### TASK PROMPT:
Repeat, without changes, the lines of the data below from the one containing "Exercise. Tag the pile" through the final line, including both.

[Point placement data]
+++++

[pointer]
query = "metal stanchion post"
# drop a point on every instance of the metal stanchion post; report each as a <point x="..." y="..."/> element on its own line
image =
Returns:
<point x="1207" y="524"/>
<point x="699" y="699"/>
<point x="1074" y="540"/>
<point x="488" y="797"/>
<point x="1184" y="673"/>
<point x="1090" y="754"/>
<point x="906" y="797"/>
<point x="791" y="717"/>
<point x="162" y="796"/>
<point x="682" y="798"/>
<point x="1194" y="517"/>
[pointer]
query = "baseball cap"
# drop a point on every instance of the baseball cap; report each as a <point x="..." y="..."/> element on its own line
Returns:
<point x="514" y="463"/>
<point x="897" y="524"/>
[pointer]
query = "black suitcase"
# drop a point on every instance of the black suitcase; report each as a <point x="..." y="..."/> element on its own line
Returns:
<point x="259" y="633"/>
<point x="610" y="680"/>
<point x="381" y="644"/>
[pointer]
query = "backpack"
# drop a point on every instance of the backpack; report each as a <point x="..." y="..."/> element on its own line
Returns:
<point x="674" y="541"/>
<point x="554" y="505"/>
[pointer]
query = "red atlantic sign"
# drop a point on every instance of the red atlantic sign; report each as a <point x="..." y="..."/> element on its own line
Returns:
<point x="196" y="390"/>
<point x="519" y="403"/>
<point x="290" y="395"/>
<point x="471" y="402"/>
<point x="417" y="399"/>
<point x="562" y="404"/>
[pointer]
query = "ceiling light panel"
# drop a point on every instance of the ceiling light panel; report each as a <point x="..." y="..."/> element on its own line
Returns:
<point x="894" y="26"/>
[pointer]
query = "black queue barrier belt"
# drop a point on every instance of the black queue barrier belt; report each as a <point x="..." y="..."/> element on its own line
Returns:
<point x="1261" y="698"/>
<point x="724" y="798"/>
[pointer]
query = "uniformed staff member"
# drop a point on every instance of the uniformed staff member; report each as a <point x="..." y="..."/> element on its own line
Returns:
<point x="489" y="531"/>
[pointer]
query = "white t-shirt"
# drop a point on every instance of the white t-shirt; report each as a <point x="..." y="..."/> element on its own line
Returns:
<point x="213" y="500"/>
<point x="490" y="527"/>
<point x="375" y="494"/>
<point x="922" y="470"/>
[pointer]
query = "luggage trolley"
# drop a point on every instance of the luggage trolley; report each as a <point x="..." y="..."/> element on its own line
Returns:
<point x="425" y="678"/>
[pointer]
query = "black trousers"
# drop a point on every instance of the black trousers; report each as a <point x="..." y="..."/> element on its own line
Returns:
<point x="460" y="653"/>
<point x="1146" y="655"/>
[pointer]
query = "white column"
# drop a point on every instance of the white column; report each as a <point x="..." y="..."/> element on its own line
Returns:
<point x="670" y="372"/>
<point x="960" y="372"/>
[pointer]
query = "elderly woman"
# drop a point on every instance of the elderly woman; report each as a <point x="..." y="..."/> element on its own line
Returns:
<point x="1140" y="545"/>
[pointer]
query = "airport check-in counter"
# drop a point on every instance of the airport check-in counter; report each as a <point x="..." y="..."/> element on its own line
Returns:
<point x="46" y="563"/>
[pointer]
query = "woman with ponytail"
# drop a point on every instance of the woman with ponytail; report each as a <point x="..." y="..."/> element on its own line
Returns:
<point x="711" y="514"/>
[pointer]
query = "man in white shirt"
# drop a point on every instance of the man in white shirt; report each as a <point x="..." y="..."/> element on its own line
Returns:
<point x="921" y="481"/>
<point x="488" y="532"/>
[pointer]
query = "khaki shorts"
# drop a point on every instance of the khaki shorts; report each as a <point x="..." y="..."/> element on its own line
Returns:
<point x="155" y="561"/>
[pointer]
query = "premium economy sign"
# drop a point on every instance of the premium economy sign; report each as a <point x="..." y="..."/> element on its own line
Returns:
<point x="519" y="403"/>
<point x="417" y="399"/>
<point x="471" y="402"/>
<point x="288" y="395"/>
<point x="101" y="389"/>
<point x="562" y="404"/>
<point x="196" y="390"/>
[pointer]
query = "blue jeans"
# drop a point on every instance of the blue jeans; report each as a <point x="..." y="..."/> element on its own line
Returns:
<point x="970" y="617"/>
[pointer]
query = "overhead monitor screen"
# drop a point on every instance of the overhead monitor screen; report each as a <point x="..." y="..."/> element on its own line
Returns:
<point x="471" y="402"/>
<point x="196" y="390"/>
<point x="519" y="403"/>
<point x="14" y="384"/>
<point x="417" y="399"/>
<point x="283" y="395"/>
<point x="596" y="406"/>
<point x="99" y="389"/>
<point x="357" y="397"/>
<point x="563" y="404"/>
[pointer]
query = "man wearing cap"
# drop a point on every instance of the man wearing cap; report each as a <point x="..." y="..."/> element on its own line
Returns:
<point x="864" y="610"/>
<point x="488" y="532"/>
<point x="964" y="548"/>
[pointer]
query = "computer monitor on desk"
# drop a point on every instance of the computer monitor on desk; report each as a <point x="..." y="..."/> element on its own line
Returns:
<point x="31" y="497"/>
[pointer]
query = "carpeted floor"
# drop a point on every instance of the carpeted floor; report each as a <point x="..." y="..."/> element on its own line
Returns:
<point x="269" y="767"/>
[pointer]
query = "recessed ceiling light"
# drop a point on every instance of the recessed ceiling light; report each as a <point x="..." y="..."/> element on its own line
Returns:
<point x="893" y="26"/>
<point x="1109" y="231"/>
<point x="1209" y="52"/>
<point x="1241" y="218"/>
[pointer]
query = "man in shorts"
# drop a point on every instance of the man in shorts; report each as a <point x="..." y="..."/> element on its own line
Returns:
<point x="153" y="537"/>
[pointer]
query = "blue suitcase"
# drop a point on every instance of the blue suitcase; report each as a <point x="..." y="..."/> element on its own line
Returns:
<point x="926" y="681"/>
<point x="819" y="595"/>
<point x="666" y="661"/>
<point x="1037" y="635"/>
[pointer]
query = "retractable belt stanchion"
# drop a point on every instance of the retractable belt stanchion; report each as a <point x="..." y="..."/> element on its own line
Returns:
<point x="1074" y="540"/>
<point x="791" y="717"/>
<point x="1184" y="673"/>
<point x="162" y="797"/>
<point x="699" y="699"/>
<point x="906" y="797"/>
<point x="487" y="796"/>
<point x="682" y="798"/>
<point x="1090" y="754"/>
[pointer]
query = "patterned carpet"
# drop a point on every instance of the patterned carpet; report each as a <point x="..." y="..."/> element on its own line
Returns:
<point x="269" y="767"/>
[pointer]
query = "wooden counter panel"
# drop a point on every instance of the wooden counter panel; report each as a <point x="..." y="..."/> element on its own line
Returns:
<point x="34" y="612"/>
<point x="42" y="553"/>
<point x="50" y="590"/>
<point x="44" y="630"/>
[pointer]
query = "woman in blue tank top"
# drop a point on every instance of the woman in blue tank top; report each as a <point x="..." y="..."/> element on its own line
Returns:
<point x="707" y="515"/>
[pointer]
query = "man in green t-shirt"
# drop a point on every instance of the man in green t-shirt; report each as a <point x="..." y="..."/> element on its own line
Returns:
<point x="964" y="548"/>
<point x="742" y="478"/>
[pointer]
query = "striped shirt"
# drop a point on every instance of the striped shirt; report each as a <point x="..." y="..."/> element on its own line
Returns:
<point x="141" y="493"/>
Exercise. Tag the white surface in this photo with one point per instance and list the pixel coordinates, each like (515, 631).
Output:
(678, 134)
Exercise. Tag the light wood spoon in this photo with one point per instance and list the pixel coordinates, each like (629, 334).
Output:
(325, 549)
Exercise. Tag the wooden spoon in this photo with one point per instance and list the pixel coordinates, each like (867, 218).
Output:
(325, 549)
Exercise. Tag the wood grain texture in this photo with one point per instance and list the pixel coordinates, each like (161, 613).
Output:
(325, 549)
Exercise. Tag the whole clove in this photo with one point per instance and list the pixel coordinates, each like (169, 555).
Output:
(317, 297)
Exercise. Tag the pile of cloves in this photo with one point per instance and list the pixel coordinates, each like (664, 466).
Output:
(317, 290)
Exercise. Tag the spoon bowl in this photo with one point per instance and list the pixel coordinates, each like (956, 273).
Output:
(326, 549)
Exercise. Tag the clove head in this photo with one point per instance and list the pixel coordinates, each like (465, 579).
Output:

+++++

### FINAL RESULT:
Exercise. Tag the pile of cloves in this photo with one point per instance and list the pixel coordinates, each like (664, 466).
Output:
(317, 290)
Exercise. Tag the spoon bowl in this photo with one point per instance and list the pixel coordinates, each like (956, 273).
Output:
(326, 549)
Exercise. Tag the clove head in this photo with one point per instance and list the pixel coordinates, each like (465, 579).
Output:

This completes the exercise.